| Extract provided |
((
COMP2022: Assignment 2
The grammar G [10%]
Consider the following grammar G, which represents a fragment of a simple programming language:
L → LE | E
E → (C) | (F ) | V | T C → ifEE | ifEEE
F → +L | −L | ∗L | printL V → a | b | c | d
T → 0 | 1 | 2 | 3
List the variables of G
List the terminals of G
What is the start variable of G?
Give a leftmost derivation of the string (if(−1a)(print1))
Draw a parse tree for (if(−1a)(print1))
Prove G is not LL(1) [10%]
Prove that G is not an LL(1) grammar.
Find an equivalent LL(1) grammar G′ [10%]
Find an equivalent grammar G′ which is LL(1), by using the grammar transformation techniques shown in lectures, or otherwise. Describe the process and show your working.
LL(1) parse table [15%]
Complete the LL(1) parse table for G′. Describe the process and show your working, including:
FIRST sets for all the production rules of G′
FOLLOW sets for variables of G′ only if they are needed
Implementation [25%]
Implement a program which parses strings using an LL(1) table driven parser, using the table you determined for G′ in the previous exercise. You may use Python, Java, C, C++, or Lisp. If you’d like to use a different language then please check with us first.
Input:
The first command line argument is the filename of a file containing the string of characters to test.
Output:
Print a trace of the execution, showing the steps followed by the program as it performs the left-most derivation. This should look similar to parsing the string through a PDA. An example of this is given in the appendices.
After parsing the whole input file, print ACCEPTED or REJECTED, depending on whether or not the string could be derived by the grammar.
If there is a symbol in the input string which is not a terminal from the grammar, the program should output ERROR_INVALID_SYMBOL (This could be during or before trying to parse the input.)
All whitespace in the input file should be ignored (line breaks, spaces, etc.). The output will be easier to read if you remove the whitespace before starting the parse.
Examples of the program output syntax are provided in the appendices.
Extension [30%]
You may pick one of the following extensions to improve your parser. Any one of the following ideas would be sufficient (do not implement more than one). They are listed roughly in order of increasing difficulty/effort, but are worth the same marks:
Use the FIRST and FOLLOW sets to implement an error recovery feature. This should give the user suggestions on possible corrections which could change strings which could not be derived in G′ For this extension you need to:
Implementation: If a second command line argument error is given, then instead of rejecting a string that is not in the language, it should make suggestions about how to correct it. The user chooses one of the options, then the program should continue the parse. Some examples are provided in the appendices. This should be included in the code you submit to PASTA.
Report: Explain how your error recovery feature uses the FIRST and FOLLOW sets to work, and show some useful examples.
Extend your program to be able to evaluate the input program, if a second command line argument eval is given. Some examples are provided in the appendices, and some supplementary material will be provided on Ed to explain the algorithm needed to build and evaluate the parse tree. This should be included in the code you submit to PASTA.
))
| Task brief |
Transcribe the assignment from "Find an equivalent LL(1)" up to and including "show your working.". Please rely only on the assignment above.

Stored entries:
((
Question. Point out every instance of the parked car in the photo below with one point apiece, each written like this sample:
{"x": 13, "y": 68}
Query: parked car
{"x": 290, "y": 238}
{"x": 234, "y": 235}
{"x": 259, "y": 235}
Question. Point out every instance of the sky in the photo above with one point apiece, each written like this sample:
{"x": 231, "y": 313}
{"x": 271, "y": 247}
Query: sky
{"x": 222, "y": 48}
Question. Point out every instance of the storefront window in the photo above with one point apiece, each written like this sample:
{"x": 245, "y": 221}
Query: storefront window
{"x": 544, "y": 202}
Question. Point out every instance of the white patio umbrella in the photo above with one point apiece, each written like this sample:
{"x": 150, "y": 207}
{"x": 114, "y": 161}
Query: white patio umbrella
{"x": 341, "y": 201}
))
| Task answer |
Find an equivalent LL(1) grammar G′ [10%]
Find an equivalent grammar G′ which is LL(1), by using the grammar transformation techniques shown in lectures, or otherwise. Describe the process and show your working.